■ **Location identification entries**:
((

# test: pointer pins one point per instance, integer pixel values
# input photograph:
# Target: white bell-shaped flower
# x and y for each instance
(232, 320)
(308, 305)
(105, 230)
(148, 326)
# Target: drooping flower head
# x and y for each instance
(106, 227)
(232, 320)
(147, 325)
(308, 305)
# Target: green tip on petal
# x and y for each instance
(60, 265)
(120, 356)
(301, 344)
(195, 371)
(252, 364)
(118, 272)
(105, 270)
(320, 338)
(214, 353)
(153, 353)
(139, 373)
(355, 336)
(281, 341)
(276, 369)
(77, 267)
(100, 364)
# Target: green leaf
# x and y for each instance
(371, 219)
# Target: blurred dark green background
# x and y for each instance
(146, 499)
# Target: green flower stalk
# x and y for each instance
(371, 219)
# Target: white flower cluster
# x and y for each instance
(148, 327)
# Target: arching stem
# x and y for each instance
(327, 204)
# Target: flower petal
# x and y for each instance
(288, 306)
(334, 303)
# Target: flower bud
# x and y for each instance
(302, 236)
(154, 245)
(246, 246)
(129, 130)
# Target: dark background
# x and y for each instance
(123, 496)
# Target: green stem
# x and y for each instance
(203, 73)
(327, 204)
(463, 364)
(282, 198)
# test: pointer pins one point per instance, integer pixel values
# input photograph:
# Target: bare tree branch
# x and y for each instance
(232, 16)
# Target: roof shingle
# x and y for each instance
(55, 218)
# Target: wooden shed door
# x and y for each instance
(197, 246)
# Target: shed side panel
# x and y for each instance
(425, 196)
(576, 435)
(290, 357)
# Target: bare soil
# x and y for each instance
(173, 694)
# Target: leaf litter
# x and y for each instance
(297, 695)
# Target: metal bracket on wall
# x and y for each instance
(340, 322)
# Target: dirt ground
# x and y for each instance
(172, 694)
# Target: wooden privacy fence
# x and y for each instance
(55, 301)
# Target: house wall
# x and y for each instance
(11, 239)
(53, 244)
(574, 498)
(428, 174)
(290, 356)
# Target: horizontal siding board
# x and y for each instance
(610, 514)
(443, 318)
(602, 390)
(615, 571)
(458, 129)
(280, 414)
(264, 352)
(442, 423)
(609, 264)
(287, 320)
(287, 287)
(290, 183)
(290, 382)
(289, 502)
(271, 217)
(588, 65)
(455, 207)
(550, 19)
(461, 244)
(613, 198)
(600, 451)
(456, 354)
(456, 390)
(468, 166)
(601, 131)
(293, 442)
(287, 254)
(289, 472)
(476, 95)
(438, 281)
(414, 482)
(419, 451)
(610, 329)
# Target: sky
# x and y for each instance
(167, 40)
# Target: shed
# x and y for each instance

))

■ **Problem statement**:
Reproduce word for word the lines from the one holding "# Target: house wall" through the final line above, inclusive.

■ **Exercise output**:
# Target: house wall
# x and y for each instance
(11, 239)
(53, 244)
(574, 498)
(428, 174)
(290, 356)
# Target: horizontal siding board
# x and y for each instance
(610, 514)
(443, 318)
(602, 390)
(615, 571)
(458, 129)
(280, 414)
(264, 352)
(442, 423)
(609, 264)
(287, 320)
(287, 287)
(290, 183)
(290, 382)
(289, 502)
(271, 217)
(588, 65)
(455, 207)
(550, 19)
(461, 244)
(613, 198)
(600, 451)
(456, 354)
(456, 390)
(468, 166)
(601, 131)
(293, 442)
(287, 254)
(289, 472)
(476, 95)
(438, 281)
(414, 482)
(419, 451)
(610, 329)
# Target: sky
# x and y for each instance
(167, 40)
# Target: shed
# x and y for each instance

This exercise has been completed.